[Set exercise A]: Please locate each line in the records that contains the word "balloon" and copy those lines out.
=== Text section ===
In addition, while the system is in execution, it generates runtime data, mainly in the form of measurements of the system behaviour (through monitors) and log files that contain the sequence of time-stamped interactions. This data is gathered by a module able to analyze it and assess a set of high-level indicators that may refer to MLSS quality requirements (e.g., runtime efficiency, trustworthiness of the system) or other more general aspects (e.g., users’ ethical behaviour). The data gathering process relies on the development of an infrastructure to monitor key data related to those indicators as well as context-specific feedback data. At this respect, we plan to adapt our previous results in self-adaptive systems monitoring to the area of MLSS [49]. Gathered data is then prepared for visualization in the form of a dashboard, which we call the DevOps dashboard. This dashboard is an essential aspect of the DevOps lifecycle to monitor high-level indicators and quality requirements, to generate the needed feedback to impact on the Dev cycle, and to close the continuous DevOps loop. Feedback enables the evolution of the MLSS (also including the ML components, by evolving the quality requirements of ML models). Then, the approach starts over again, and the Dev phase uses the feedback to evolve the MLSS. Relevantly, note that data in operation may thus require revisiting the DataOps lifecycle in another Dev phase.

The DataOps software cycle

DataOps defines the lifecycle of the data management and analysis processes, characteristic aspects of MLSS related to DE. These processes are interdependent with DevOps activities undertaken in the Dev phase. It is thus one of our objectives to identify and operationalize such dependencies. Data management processes are responsible to ingest, store, process and prepare data according to the requirements gathered. Data ready to be consumed is then the main driver enabling the data analysis processes. The complexity and iterative nature of these processes require their own software cycle specific for data-related aspects. During the data phase, the data and analysis backbones are developed. The former is a system devoted to ingest external data sources, store, process and serve data in the form of data views (i.e., datasets generated from the wealth of data ingested ready to be consumed). Data views are consumed by the analysis backbone, where the data analysis processes take place. The data backbone must be common for the whole organization, while each software project defines its own data analysis processes.
===
[Set exercise B]:
Answer these questions from the passage on DevOps and DataOps above:
(i) What name is given to the dashboard where gathered data is prepared for visualization?
(ii) Which backbone consumes the data views?
(iii) Which backbone must be common for the whole organization?
=== Stored rows ===
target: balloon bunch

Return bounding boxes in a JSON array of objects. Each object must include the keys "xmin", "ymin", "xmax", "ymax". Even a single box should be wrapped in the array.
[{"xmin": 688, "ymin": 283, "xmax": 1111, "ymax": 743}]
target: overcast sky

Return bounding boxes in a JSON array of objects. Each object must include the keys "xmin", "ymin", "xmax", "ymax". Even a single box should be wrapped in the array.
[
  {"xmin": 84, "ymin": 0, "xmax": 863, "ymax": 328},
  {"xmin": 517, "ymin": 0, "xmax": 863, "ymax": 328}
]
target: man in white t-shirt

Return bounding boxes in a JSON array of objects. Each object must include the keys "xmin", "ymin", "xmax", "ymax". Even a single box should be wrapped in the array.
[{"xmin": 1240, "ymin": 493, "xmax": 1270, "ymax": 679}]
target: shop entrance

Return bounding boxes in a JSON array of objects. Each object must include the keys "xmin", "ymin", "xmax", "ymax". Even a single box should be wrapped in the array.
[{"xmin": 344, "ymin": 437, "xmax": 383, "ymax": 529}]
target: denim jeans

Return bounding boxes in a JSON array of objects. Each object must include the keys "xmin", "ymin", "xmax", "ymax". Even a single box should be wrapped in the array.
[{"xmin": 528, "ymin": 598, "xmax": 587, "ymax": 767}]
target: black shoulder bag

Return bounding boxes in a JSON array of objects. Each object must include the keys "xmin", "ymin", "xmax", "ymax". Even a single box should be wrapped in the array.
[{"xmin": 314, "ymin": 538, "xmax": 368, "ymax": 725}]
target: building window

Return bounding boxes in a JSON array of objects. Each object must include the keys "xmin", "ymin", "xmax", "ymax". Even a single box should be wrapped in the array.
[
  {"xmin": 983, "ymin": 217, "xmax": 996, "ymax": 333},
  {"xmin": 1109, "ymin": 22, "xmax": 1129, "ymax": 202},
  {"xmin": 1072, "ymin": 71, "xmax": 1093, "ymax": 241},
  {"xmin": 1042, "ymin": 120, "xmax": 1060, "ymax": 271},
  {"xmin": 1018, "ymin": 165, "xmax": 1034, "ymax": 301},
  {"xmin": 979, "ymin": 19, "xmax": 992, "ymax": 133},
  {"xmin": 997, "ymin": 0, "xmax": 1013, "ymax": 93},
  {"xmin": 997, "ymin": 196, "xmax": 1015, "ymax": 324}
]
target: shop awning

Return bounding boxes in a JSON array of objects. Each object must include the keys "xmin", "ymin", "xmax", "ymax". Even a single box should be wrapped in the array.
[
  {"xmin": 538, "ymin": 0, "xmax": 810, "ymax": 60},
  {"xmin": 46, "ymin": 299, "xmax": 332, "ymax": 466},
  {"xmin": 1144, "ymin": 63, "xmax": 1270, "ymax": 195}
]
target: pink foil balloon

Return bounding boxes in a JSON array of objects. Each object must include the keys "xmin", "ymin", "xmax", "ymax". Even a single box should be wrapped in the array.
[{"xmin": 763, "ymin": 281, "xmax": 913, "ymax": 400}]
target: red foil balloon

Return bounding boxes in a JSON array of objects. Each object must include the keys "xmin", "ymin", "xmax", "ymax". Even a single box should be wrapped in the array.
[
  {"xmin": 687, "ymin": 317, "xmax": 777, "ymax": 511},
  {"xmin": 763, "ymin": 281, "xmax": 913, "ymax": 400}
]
===
[Answer A]:
target: balloon bunch
target: pink foil balloon
target: red foil balloon

[Answer B]:
(i) The DevOps dashboard.
(ii) The analysis backbone.
(iii) The data backbone.